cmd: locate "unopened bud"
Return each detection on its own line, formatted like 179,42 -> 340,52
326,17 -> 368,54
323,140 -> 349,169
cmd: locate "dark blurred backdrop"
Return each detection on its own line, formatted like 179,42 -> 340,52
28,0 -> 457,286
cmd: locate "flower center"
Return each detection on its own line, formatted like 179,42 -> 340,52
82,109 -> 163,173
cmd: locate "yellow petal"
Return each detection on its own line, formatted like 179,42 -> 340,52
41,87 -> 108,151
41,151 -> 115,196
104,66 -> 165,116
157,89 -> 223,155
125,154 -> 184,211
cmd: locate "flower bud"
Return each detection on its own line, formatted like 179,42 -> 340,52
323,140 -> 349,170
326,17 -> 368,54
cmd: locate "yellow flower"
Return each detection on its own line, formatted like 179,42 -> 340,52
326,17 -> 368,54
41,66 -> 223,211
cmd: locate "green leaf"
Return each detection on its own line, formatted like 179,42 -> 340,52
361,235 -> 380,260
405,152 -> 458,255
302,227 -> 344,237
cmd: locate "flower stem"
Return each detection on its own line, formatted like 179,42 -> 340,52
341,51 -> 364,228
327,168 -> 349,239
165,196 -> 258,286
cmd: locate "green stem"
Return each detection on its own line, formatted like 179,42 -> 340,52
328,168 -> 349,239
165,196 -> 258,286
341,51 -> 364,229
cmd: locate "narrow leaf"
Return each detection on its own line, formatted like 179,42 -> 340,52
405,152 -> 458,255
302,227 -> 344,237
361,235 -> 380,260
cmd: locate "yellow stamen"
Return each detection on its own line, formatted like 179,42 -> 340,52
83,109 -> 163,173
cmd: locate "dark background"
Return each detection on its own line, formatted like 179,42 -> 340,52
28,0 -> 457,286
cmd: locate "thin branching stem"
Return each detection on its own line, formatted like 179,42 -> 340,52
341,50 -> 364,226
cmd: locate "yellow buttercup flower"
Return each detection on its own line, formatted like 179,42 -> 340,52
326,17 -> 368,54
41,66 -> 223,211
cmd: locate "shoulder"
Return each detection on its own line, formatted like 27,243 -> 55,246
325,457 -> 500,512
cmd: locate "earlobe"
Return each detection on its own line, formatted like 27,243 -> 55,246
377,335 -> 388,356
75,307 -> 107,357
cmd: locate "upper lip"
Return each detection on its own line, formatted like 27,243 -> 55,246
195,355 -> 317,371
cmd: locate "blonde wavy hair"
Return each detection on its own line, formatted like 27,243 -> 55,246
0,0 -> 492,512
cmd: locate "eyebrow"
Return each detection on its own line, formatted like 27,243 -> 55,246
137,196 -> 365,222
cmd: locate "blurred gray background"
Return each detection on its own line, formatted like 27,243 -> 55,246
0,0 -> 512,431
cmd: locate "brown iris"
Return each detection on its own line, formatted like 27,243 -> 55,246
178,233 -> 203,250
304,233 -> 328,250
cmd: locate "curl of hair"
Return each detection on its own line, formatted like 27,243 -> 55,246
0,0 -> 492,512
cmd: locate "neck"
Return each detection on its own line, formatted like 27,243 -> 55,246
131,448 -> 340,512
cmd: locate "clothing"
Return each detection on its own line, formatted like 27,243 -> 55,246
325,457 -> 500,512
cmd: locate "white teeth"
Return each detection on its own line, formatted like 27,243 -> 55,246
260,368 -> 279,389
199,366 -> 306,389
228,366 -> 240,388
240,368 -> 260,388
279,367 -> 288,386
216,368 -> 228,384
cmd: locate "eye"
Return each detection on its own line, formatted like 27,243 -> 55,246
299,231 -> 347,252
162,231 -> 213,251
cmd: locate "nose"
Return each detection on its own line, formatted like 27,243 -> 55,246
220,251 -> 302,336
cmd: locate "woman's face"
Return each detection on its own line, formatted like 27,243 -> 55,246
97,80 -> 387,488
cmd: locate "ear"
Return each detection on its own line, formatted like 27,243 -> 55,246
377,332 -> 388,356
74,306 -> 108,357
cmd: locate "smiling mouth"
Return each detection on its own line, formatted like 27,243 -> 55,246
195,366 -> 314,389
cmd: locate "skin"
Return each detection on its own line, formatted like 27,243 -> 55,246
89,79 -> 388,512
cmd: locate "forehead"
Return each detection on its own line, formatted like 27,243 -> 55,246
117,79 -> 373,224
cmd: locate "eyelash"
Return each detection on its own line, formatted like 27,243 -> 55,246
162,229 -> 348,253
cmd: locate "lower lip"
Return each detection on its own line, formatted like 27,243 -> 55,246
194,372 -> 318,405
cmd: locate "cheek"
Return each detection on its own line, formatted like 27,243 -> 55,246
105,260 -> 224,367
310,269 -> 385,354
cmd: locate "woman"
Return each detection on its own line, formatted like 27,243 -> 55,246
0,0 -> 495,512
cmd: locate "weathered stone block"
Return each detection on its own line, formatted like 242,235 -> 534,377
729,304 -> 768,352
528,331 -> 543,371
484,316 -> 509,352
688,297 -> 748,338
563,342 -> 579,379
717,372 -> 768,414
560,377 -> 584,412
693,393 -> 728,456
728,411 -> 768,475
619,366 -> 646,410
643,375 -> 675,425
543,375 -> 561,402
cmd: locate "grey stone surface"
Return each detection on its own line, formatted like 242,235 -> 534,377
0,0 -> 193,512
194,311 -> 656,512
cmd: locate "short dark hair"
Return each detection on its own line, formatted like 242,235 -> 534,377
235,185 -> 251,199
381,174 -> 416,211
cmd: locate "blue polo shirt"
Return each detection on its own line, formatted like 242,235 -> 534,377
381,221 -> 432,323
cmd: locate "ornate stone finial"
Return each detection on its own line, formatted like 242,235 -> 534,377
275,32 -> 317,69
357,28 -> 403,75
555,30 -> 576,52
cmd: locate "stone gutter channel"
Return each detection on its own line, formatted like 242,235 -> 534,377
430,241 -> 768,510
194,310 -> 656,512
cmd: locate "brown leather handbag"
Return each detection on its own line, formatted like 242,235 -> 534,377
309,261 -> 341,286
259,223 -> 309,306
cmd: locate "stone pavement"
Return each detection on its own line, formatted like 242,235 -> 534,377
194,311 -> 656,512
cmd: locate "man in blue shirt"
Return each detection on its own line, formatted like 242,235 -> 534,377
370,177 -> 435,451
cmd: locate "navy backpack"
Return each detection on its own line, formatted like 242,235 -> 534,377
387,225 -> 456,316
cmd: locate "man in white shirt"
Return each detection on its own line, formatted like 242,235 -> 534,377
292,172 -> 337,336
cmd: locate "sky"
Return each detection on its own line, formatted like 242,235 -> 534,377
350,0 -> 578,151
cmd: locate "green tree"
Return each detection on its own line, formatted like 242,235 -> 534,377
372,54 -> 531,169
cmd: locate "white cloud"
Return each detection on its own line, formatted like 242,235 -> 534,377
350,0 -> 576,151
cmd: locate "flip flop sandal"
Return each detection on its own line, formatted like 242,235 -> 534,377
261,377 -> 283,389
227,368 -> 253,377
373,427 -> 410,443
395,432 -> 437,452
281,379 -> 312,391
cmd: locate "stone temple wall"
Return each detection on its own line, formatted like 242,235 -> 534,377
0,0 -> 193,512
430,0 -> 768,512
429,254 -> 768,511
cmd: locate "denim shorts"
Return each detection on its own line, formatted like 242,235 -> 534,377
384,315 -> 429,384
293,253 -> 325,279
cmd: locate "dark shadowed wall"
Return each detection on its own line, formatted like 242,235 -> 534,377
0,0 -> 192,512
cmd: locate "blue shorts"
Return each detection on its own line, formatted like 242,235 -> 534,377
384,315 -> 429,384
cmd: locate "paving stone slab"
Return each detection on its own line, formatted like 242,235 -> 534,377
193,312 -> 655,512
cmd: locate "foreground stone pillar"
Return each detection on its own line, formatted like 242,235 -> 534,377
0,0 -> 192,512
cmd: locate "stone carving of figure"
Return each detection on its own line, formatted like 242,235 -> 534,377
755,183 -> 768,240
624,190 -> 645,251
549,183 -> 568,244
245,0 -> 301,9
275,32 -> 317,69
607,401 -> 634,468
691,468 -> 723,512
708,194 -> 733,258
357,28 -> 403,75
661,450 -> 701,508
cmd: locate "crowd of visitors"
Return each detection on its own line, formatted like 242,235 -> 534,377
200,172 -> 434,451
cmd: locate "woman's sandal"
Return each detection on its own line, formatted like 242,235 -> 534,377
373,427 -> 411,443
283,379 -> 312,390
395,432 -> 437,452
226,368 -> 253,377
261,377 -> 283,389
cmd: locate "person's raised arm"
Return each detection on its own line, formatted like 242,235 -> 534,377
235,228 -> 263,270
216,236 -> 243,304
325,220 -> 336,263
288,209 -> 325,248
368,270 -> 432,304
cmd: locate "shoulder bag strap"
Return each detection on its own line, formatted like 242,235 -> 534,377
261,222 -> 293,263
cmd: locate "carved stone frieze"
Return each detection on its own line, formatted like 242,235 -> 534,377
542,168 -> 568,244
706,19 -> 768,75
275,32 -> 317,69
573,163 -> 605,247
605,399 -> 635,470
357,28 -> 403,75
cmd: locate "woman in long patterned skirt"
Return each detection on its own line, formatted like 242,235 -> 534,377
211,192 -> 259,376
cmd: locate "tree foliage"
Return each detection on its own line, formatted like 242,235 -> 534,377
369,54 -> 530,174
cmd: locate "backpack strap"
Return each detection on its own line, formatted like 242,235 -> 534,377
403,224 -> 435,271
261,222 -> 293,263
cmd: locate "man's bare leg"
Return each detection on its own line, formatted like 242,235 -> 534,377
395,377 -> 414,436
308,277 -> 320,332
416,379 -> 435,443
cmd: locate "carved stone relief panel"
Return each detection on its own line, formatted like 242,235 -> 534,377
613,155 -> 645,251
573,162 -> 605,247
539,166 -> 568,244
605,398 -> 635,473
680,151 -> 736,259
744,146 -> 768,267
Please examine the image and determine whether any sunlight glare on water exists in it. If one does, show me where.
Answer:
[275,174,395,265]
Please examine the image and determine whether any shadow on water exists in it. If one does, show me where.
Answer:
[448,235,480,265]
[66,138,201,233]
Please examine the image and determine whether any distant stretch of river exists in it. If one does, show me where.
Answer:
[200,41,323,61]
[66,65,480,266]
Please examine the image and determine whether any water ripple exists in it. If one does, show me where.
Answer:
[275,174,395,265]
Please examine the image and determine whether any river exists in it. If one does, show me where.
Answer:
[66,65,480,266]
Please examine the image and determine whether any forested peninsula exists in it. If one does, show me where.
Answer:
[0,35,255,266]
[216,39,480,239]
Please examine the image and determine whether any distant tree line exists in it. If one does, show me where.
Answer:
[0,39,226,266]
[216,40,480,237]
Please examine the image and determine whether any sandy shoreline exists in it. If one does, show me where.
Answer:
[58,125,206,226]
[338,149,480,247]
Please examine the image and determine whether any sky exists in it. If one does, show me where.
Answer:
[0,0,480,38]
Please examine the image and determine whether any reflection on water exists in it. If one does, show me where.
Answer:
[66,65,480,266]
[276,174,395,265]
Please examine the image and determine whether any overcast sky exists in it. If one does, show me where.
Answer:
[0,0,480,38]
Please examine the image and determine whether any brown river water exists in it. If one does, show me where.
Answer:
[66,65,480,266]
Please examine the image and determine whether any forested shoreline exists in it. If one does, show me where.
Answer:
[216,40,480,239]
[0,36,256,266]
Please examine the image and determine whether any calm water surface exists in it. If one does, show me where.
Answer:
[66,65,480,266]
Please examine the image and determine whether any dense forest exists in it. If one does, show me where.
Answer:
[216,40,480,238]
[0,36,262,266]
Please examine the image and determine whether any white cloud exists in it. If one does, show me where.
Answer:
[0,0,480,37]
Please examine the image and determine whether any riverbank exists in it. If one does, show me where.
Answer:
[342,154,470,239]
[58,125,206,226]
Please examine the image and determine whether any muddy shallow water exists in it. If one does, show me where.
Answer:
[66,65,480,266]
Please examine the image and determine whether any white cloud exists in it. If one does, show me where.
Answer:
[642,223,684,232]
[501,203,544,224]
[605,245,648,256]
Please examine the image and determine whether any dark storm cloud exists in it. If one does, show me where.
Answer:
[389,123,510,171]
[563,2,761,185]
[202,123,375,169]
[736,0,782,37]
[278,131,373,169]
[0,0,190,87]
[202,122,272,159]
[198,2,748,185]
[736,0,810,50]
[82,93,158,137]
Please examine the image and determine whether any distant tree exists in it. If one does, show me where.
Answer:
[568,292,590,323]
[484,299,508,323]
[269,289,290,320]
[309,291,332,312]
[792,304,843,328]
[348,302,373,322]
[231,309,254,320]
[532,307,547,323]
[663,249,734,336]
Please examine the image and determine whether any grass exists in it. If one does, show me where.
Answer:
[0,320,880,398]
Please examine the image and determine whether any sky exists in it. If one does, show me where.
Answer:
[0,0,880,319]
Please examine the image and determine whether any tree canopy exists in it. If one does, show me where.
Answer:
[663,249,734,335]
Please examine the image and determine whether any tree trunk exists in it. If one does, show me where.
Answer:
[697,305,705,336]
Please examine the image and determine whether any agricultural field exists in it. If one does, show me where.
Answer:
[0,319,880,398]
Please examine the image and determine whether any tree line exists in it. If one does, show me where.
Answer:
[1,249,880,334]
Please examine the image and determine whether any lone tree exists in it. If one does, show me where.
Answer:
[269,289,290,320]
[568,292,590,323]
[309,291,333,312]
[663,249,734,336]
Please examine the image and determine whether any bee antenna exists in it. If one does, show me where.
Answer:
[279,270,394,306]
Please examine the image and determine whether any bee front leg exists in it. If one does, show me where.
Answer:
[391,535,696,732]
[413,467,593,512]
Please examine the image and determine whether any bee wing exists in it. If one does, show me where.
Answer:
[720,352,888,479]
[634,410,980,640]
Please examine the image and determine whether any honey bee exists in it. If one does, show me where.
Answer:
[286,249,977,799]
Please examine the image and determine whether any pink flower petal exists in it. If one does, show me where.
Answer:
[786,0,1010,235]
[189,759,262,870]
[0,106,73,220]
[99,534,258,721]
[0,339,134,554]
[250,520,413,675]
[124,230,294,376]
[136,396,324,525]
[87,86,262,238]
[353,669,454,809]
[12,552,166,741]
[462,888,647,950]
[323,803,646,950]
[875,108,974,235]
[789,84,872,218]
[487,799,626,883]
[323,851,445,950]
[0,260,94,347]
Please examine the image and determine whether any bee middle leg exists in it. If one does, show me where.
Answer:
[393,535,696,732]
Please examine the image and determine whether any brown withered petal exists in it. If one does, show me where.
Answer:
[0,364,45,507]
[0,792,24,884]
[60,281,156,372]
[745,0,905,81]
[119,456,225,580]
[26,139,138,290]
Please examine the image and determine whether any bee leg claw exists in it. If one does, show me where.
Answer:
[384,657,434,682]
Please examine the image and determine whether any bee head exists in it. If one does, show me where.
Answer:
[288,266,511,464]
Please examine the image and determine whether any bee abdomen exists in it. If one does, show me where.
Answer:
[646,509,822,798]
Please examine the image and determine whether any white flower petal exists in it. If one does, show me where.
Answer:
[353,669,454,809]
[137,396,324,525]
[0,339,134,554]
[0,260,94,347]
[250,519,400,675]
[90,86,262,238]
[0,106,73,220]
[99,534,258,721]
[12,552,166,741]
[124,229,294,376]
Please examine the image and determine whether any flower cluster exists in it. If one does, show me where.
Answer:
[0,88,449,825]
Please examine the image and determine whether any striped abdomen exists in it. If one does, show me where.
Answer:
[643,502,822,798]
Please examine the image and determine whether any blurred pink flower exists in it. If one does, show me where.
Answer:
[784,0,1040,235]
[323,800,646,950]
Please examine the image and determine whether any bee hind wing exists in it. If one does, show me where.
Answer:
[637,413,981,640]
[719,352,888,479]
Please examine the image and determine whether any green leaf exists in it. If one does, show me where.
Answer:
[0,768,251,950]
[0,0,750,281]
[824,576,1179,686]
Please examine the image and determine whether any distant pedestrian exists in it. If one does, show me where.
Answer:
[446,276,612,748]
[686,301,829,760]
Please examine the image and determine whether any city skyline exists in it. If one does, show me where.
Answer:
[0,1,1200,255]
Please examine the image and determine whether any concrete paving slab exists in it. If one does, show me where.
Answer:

········

What is asked
Format the stretch of the listing from the line containing "Please examine the image and determine whether any lone" through the line containing "[413,467,593,512]" as a JSON list of strings, one string per line, omitting blank lines.

Finished answer
[
  "Please examine the image and determine whether any lone tree exists in it. If one does, show me where.",
  "Answer:",
  "[269,289,290,320]",
  "[568,292,590,323]",
  "[309,291,333,312]",
  "[663,249,734,336]",
  "Please examine the image and determine whether any bee antenna exists in it. If one does, show me where.",
  "Answer:",
  "[279,270,394,306]",
  "Please examine the image and determine whether any bee front leg exists in it. If one does, show me where.",
  "Answer:",
  "[391,535,696,732]",
  "[413,467,593,512]"
]